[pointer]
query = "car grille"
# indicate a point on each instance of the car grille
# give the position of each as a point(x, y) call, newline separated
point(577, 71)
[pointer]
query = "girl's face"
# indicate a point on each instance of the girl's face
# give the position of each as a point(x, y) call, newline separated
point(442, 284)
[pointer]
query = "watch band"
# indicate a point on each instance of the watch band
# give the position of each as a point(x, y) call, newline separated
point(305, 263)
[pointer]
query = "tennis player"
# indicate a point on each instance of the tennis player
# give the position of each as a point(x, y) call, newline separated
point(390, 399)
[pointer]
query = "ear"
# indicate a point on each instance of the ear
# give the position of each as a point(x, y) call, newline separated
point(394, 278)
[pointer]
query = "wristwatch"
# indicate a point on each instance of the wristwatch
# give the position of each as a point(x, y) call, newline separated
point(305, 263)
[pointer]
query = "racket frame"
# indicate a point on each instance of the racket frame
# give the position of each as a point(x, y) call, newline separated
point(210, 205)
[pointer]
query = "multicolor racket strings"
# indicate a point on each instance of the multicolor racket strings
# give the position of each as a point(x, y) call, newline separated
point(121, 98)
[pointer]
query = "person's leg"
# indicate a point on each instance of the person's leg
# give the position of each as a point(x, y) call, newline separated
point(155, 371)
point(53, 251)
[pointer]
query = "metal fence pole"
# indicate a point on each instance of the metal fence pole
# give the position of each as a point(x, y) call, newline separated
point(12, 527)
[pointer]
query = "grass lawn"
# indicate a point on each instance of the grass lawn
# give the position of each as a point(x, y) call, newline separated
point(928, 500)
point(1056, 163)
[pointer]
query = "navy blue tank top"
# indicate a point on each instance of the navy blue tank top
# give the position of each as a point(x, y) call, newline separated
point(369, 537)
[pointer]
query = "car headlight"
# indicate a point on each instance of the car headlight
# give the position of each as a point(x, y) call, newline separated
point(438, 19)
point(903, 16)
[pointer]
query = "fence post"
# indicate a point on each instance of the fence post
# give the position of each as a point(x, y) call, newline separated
···
■ Problem ■
Please rewrite the stretch from the start of the records through the line containing "point(369, 537)", substituting "tennis athlete" for "tennis player" and leaving everything else the same.

■ Problem solution ■
[pointer]
query = "car grille"
# indicate a point on each instance of the car grille
# give the position of each as a point(x, y) call, newline separated
point(577, 71)
[pointer]
query = "girl's face"
# indicate a point on each instance of the girl's face
# give the position of each as a point(x, y) call, newline separated
point(442, 284)
[pointer]
query = "watch band"
# indicate a point on each instance of the watch band
# give the position of each as a point(x, y) call, newline separated
point(305, 263)
[pointer]
query = "tennis athlete"
# indicate a point on each instance of the tennis athlete
# give the position of each as a point(x, y) call, newline separated
point(390, 399)
[pointer]
query = "ear"
# indicate a point on each instance of the ear
# give the position of each as a point(x, y) call, newline separated
point(394, 278)
[pointer]
query = "wristwatch"
# indicate a point on each instance of the wristwatch
# give the position of each as a point(x, y) call, newline separated
point(305, 263)
[pointer]
query = "racket frame"
# indicate a point on each instance of the racket frame
# give the position of each as a point(x, y) call, newline separated
point(210, 205)
[pointer]
query = "multicolor racket strings"
# indicate a point on each instance of the multicolor racket strings
# give the position of each as a point(x, y) call, newline separated
point(121, 98)
[pointer]
query = "person's leg"
# indicate a point on each instance of the person's leg
# give the position of each as a point(x, y) call, newline separated
point(155, 371)
point(53, 251)
[pointer]
query = "metal fence pole"
# indicate a point on each instance of the metal fence pole
# give the position of each as a point(x, y) call, newline separated
point(12, 527)
[pointer]
query = "grass lawn"
# indicate a point on each instance of the grass lawn
# give the position of each as a point(x, y) call, newline separated
point(928, 500)
point(1056, 163)
[pointer]
query = "navy blue tank top"
# indicate a point on each instance of the navy blue tank top
# give the position of each as a point(x, y) call, newline separated
point(369, 537)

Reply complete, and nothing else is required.